BEGIN DATA SHOWN

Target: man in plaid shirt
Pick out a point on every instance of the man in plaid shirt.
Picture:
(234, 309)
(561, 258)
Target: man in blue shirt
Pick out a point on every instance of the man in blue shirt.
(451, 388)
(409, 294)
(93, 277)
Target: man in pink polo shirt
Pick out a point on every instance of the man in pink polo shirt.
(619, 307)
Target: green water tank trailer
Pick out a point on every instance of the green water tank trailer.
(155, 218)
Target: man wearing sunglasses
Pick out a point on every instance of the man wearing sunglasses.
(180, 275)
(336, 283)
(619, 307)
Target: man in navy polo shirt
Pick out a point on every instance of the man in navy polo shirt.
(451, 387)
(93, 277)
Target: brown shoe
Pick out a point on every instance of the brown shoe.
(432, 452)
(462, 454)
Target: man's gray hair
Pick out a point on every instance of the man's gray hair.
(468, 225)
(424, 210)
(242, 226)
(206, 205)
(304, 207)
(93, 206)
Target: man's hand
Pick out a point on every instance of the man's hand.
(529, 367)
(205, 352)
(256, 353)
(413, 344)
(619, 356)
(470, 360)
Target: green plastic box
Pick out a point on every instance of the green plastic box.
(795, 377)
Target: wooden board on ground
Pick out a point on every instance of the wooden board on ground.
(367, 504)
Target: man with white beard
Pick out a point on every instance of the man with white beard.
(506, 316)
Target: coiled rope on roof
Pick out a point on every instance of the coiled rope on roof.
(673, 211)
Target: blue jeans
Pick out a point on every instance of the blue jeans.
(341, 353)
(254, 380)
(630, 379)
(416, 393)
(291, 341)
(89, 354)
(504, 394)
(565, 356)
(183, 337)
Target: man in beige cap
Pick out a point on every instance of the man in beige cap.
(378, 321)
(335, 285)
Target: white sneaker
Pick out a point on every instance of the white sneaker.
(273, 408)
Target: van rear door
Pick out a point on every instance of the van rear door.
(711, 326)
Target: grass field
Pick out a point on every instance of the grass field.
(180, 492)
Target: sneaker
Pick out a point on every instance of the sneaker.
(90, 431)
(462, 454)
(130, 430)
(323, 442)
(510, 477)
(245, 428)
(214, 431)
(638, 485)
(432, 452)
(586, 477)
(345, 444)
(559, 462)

END DATA SHOWN

WORK TASK => Among the lines of the data, which ones contain the word "plaid"? Show them.

REPLY TO THE TASK =>
Target: man in plaid shirt
Pick out a point on every instance of the man in plaid shirt.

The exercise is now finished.